Dataset records
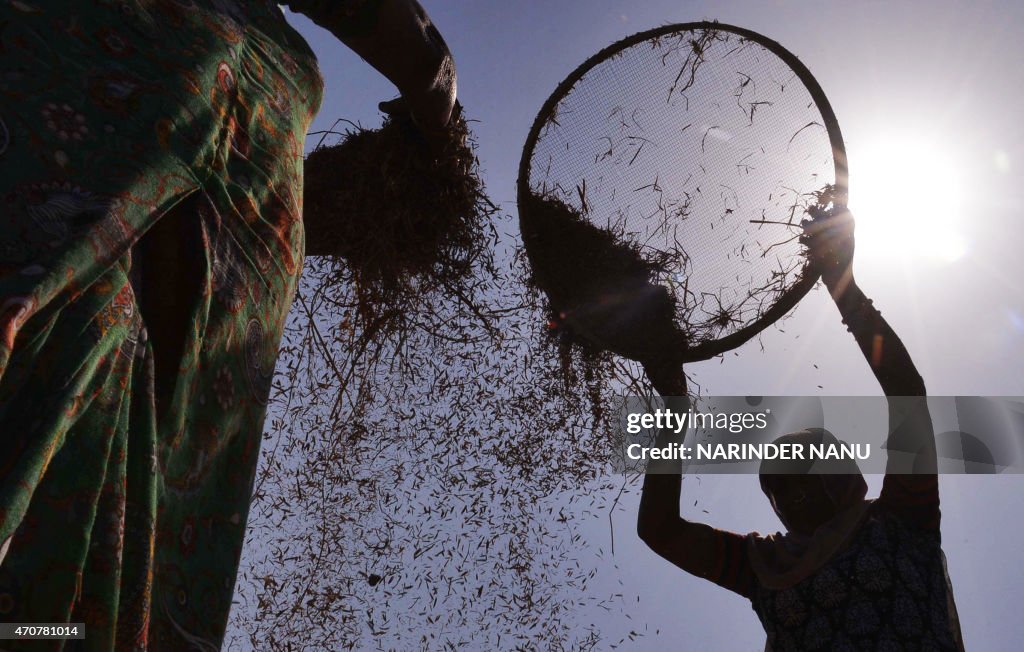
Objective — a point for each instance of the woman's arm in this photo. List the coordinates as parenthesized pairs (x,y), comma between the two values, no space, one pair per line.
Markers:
(696,548)
(397,38)
(830,245)
(910,446)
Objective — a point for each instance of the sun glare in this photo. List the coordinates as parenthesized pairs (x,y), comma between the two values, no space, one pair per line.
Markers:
(907,197)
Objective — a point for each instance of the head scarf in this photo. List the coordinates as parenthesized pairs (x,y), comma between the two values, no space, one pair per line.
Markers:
(782,560)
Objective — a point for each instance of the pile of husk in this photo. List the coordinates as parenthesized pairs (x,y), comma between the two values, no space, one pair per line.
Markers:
(403,217)
(601,288)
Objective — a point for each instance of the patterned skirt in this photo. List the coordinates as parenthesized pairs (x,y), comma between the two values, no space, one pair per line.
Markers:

** EXERCISE **
Copy the data verbatim, skipping any image it holds.

** ANSWER SECTION **
Objective — a point for each instance of the woman's arm in this photo. List the coordinates as parenthesized pairs (x,y), comma between the two values, no space, one pair per line.
Markers:
(696,548)
(397,38)
(830,245)
(910,446)
Objective — a point for each instance of the sun glare in this photo. List the coordinates as parenthesized pairs (x,y), comma between the two values, no space, one pair per line.
Markers:
(907,197)
Objective — a point for each instance of the head scarf in this photo. List the coordinates as parenthesized pairs (x,y), comma between the two values, no space, one pair per line.
Markers:
(782,560)
Objective — a point for each instance of the pile of husk in this photo. List the coordinates as parenthesized pairs (x,y), comma between the two values, no space, one pair per line.
Markers:
(403,217)
(601,288)
Objective — a point for each instance of the patterned skirt in this photo. List the coordinates as parenthesized pairs (x,y), comma between the two values, no space, one pair per line.
Markers:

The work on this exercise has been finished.